### Source document

Yes, you read that right. I’m worried about some of the things I’m reading and trends I’m seeing in the world of sales performance improvement. Simple is good. Oversimplified is not.
I define performance levers as the knowledge, competencies, skills, behaviors, and conditions that must exist, for ethical, sustained, high performance to occur.
The work required to improve organizational performance (in a sustained, ethical way) is complex. To radically improve performance (shift toward high performance), that’s even more true. Doing this for the sales function – transforming sales results in today’s complex buying and selling environment – is particularly multifaceted and complicated.
Here’s something else you may have seen me writing about… the sales performance ecosystem. We could debate the bucket names, where things sit, and possibly whether I’ve missed including something, but there’s little doubt that these elements (many of which are department or organization levers) all influence sales performance. Aligning them or getting them “firing on all cylinders” can greatly improve sales results.

### Work instructions
**A.** Output the passage on sales performance word for word, starting at the words that contain "The work required" and ending after "multifaceted and complicated.".
**B.** Answer these questions using the passage on sales performance:
(i) What five things does the writer include in the definition of performance levers?
(ii) What name does the writer give to the group of department or organization levers that influence sales performance?
(iii) According to the opening, what is good and what is not?
The entries have no connection to the passage on sales performance.

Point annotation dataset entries
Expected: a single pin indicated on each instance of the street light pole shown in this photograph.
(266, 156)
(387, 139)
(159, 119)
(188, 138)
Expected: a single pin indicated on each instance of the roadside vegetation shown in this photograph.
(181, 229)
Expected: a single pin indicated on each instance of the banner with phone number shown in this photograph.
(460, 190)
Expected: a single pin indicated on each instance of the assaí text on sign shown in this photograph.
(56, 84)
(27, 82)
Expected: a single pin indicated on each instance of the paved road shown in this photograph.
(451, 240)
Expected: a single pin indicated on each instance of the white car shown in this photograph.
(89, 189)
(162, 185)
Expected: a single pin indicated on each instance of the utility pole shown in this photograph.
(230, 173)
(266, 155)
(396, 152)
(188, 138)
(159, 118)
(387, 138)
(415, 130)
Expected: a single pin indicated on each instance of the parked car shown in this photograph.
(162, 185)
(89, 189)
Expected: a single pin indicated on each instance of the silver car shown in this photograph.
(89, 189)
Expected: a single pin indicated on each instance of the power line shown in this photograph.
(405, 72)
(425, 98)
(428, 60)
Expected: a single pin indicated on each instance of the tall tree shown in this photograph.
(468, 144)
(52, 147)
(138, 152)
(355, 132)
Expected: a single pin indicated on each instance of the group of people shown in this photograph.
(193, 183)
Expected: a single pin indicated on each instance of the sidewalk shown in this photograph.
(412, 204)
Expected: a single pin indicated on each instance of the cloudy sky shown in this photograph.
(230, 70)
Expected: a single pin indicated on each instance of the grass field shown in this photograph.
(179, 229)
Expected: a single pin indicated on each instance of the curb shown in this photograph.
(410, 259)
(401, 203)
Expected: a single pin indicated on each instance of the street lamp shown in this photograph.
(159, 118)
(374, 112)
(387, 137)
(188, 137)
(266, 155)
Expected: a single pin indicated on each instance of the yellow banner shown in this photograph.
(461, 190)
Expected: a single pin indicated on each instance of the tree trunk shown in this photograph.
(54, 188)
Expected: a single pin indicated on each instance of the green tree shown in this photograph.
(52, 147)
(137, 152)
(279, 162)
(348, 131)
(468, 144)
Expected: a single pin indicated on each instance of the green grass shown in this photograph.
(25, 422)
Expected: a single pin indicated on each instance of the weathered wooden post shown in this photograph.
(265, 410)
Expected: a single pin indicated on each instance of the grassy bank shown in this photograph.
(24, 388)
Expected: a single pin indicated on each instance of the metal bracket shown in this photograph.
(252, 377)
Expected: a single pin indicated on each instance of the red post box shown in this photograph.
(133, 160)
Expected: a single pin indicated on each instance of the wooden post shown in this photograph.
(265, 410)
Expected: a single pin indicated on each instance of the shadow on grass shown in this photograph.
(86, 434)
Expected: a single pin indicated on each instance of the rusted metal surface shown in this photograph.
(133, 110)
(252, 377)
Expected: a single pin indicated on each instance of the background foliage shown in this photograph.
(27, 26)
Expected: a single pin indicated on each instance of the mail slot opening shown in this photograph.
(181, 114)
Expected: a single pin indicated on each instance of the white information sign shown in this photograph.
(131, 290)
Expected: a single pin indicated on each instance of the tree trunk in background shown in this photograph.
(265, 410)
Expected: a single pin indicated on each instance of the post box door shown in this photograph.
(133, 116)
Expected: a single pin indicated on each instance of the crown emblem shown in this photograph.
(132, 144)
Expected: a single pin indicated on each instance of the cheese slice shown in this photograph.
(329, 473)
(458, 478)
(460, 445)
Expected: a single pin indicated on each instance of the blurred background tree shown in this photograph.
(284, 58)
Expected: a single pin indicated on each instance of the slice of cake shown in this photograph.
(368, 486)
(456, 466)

### Solutions
**A.**
The work required to improve organizational performance (in a sustained, ethical way) is complex. To radically improve performance (shift toward high performance), that’s even more true. Doing this for the sales function – transforming sales results in today’s complex buying and selling environment – is particularly multifaceted and complicated.

**B.**
(i) Knowledge, competencies, skills, behaviors, and conditions.
(ii) The sales performance ecosystem.
(iii) Simple is good; oversimplified is not.